• TASK 1
Render the entries in the detection dataset, from the start through the line containing "xmin=48 ymin=10 xmax=56 ymax=49", as a two-column CSV with the columns input and output. Give one row per entry, with its text in input and its answer in output, each field quoted and line breaks replaced by spaces.

• TEXT SHOWN

Dataswft combines big data engineering with advanced machine learning to STORE - ANALYSE - PREDICT

Dataswft Index architecture, Tiered storage and Advanced machine learning out of the box is well-equipped to extract reliable insights and actionable predictions from large scale machine data in real-time and cost-effectively.

It’s Indexing architecture is designed to deal with different datatypes at column level within a record. It is designed to be Read-optimized (Write once ) that is particularly well-suited for machine data at tera/petabyte scale. Dataswft doesn't use a secondary Index and instead stores data and Index together. Dataswft stores data seamlessly across DRAM, SSD, HDD and Objectstores such as S3, giving a significant price to performance benefit. Dataswft benchmarks demonstrate how it complements Spark, Hive, Tez, by significantly speeding up their query performance. 


Dataswft Architecture

Dataswft combines highly multithreaded computation to exploit many core CPUs and a unique index architecture to leverage fast i/o from SSD+DRAM keeping the last stage of computation in L1,L2 cache.

• Dataswft Directory Service directs queries to specific machines in a cluster instead of all machines. 

• All computations performed on data in L1,L2 without exploding bytes into objects. 

• Group level Index to choose right shards based on query predicates. 

• Fault tolerance is achieved by leveraging Hadoop replication, switching to available slate nodes where replicas are located. 

• Binary search, min, max on sorted binary data with lazy serde. 

• Leverage data colocation with hot data caching and Hadoop short circuit processing. 

• Logical data partition on multiple fields. Partitioning by columns and Partitioning by rows based on record skew size. 

• Physical file partition and replication using Hadoop Map-File partition 

• Dataswft Tiered Storage automatically distributes data across DRAM & SSD for hot data, HDD for warm data & HDFS/S3/Objectstore for historical data. 

• Does NOT need a data node to keep data with queries that can span realtime data to historical data in Cloud. 

• Leverages RocksDB to cache data on DRAM/SSD.

• TASK 2
Could you write the next part of the text on Dataswft's architecture, picking up after its last line?

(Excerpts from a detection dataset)
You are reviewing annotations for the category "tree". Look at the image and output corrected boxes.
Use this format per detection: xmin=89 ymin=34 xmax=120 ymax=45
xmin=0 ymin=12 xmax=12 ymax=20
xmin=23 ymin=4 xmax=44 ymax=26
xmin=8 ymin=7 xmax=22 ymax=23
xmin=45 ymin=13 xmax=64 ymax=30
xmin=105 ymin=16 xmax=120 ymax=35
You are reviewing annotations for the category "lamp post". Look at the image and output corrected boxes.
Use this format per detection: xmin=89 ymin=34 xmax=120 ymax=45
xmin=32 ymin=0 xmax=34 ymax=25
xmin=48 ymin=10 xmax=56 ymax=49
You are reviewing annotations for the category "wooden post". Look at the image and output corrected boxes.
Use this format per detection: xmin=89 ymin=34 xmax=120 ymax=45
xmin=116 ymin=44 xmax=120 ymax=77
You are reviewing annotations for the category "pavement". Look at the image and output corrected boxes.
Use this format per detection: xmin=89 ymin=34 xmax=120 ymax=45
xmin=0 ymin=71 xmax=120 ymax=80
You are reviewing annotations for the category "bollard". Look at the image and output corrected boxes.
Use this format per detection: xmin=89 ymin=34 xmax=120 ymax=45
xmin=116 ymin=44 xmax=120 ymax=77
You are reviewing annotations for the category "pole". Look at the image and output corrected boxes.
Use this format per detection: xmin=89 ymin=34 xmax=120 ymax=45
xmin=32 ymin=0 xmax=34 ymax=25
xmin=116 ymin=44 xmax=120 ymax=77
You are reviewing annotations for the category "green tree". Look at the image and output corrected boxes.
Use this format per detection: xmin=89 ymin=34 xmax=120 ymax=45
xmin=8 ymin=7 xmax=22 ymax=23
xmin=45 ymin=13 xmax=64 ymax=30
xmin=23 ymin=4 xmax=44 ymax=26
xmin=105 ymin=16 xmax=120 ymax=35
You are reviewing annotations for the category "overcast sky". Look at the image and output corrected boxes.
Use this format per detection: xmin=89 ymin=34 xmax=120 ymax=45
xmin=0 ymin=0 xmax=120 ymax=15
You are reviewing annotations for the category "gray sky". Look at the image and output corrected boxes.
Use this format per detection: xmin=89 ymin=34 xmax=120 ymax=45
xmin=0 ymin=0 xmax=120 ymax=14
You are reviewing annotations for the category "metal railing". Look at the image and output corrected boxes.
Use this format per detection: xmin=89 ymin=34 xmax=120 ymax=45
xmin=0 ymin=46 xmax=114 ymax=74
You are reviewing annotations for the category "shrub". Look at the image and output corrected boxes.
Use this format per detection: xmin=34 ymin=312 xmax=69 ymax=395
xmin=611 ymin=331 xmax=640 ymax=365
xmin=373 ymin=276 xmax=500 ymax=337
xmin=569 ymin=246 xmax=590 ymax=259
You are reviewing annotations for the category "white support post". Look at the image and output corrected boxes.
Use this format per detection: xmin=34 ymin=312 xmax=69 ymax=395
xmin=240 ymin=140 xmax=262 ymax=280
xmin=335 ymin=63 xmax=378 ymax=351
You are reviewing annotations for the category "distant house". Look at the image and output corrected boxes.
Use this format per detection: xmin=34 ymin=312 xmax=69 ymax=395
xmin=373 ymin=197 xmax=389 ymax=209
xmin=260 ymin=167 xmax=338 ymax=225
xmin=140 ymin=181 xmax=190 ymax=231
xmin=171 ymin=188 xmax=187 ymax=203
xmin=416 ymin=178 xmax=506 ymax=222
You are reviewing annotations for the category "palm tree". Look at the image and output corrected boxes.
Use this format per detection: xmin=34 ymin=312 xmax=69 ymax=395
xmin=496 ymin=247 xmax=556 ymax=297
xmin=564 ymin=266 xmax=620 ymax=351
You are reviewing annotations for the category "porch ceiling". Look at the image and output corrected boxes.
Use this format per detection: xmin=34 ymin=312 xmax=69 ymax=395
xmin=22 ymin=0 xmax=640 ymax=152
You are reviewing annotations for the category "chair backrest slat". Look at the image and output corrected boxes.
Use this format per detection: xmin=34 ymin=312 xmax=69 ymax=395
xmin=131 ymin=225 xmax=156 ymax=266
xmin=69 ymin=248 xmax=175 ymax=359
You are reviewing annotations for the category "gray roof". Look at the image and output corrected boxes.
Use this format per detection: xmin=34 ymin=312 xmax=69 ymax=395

• TASK ANSWER 1
input,output
"You are reviewing annotations for the category ""tree"". Look at the image and output corrected boxes. Use this format per detection: xmin=89 ymin=34 xmax=120 ymax=45","xmin=0 ymin=12 xmax=12 ymax=20 xmin=23 ymin=4 xmax=44 ymax=26 xmin=8 ymin=7 xmax=22 ymax=23 xmin=45 ymin=13 xmax=64 ymax=30 xmin=105 ymin=16 xmax=120 ymax=35"
"You are reviewing annotations for the category ""lamp post"". Look at the image and output corrected boxes. Use this format per detection: xmin=89 ymin=34 xmax=120 ymax=45","xmin=32 ymin=0 xmax=34 ymax=25 xmin=48 ymin=10 xmax=56 ymax=49"

• TASK ANSWER 2
Dataswft Features

1. Interactive Queries on historical machine data- Dataswft machine data indexing architecture allows analytics queries on historical data to run in milliseconds. Dataswft’s query latency is optimized by reading and scanning only exactly what is needed. 

2. Data availability- Keep data only on HDFS, data availability is based on HDFS replication. Advanced 

3. Extended data availability- Additionally you can also keep data on a object store and no need to run datanode for keeping data 

4. Query historical + real time data- Automatically query data from Dataswft and real time datastores such as HBase, MySql 

5. Query from .NET or Java application- Dataswft provides JDBC driver or REST API to work on data. 

6. Supports select, aggregate and filter data with complex boolean gate using SQL- Dataswft provide SQL to query the both tall and fat tables with hundred of billions of records. No need to aquire new skill. However, it does not allow JOINs 

7. Scalable- Keep adding data to dataswft. Dataswft is designed to be petabyte scale. 

8. Auto schema generation- Given a sample dataset, the schema creation is automated. 

9. Query engines integration- Data inside Dataswft can be queried using Hive+Tez, Hive+Spark 

10. Visualization tools integration- Pentaho, Weka can query data from Dataswft with the limitation of a single table, however tall and fat 

11. Input data sources- Dataswft is readily integrated to take data from HDFS or Hbase as datasource for all data. It runs map-reduce to create indexes. 

12. Incremental updates- Dataswft is readily integrated to read incremental data updates from HBase. 

13. Remove historical Records- Historical records can be easily purged from the system without the need of running compaction.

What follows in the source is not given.